> EXERCISE REQUIREMENTS
Copy out all the rows below, substituting "Look closely" for each occurrence of "Check carefully" and leaving everything else as it stands. Omit the pictures from your answer.

Region annotation entries:
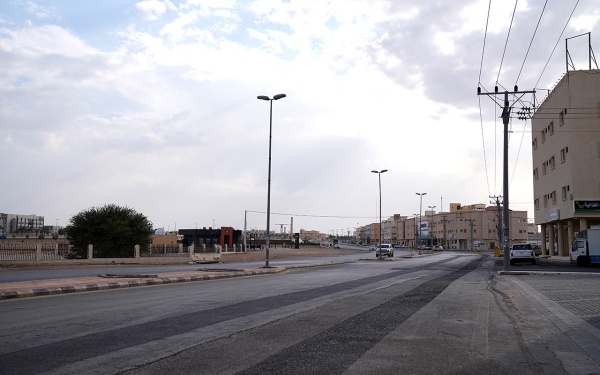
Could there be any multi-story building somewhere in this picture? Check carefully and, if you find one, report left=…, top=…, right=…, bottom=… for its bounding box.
left=531, top=70, right=600, bottom=256
left=0, top=213, right=44, bottom=233
left=357, top=203, right=528, bottom=250
left=300, top=229, right=326, bottom=241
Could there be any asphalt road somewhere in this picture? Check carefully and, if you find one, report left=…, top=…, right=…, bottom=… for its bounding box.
left=0, top=252, right=600, bottom=374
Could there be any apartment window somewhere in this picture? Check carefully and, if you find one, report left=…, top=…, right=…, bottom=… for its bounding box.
left=558, top=111, right=565, bottom=126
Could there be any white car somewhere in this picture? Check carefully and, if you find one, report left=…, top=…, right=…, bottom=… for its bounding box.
left=375, top=243, right=394, bottom=258
left=510, top=243, right=537, bottom=266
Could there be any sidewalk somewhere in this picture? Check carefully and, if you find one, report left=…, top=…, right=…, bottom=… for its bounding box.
left=0, top=262, right=343, bottom=300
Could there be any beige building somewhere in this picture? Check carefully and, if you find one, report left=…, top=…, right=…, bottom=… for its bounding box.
left=531, top=70, right=600, bottom=256
left=356, top=203, right=528, bottom=250
left=300, top=229, right=327, bottom=241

> SOLUTION BELOW
Could there be any multi-story building somewhere in this picture? Look closely and, if you find one, report left=…, top=…, right=…, bottom=… for its bounding box.
left=531, top=70, right=600, bottom=256
left=0, top=213, right=44, bottom=233
left=357, top=203, right=528, bottom=250
left=300, top=229, right=326, bottom=241
Could there be any asphalt road somewhere in this picture? Look closely and, if you find one, report left=…, top=…, right=…, bottom=… for its bounding box.
left=0, top=252, right=600, bottom=374
Could there be any apartment window somewhere in this picture? Look closely and, if you find one, report left=…, top=…, right=…, bottom=… for its bounding box.
left=558, top=111, right=565, bottom=126
Could there be any white car somewhere in this picture? Look closely and, if you find one, report left=…, top=…, right=…, bottom=… for its bounding box.
left=375, top=243, right=394, bottom=258
left=510, top=243, right=537, bottom=266
Could there be any sidewalk somewhere in this picture? Look closely and, if you find one, report left=…, top=…, right=…, bottom=… for its bounding box.
left=0, top=262, right=343, bottom=300
Could there be any beige building somewhere in this picture? Look closely and, if you find one, report left=…, top=…, right=…, bottom=… for its bounding box.
left=531, top=70, right=600, bottom=256
left=356, top=203, right=528, bottom=250
left=300, top=229, right=327, bottom=241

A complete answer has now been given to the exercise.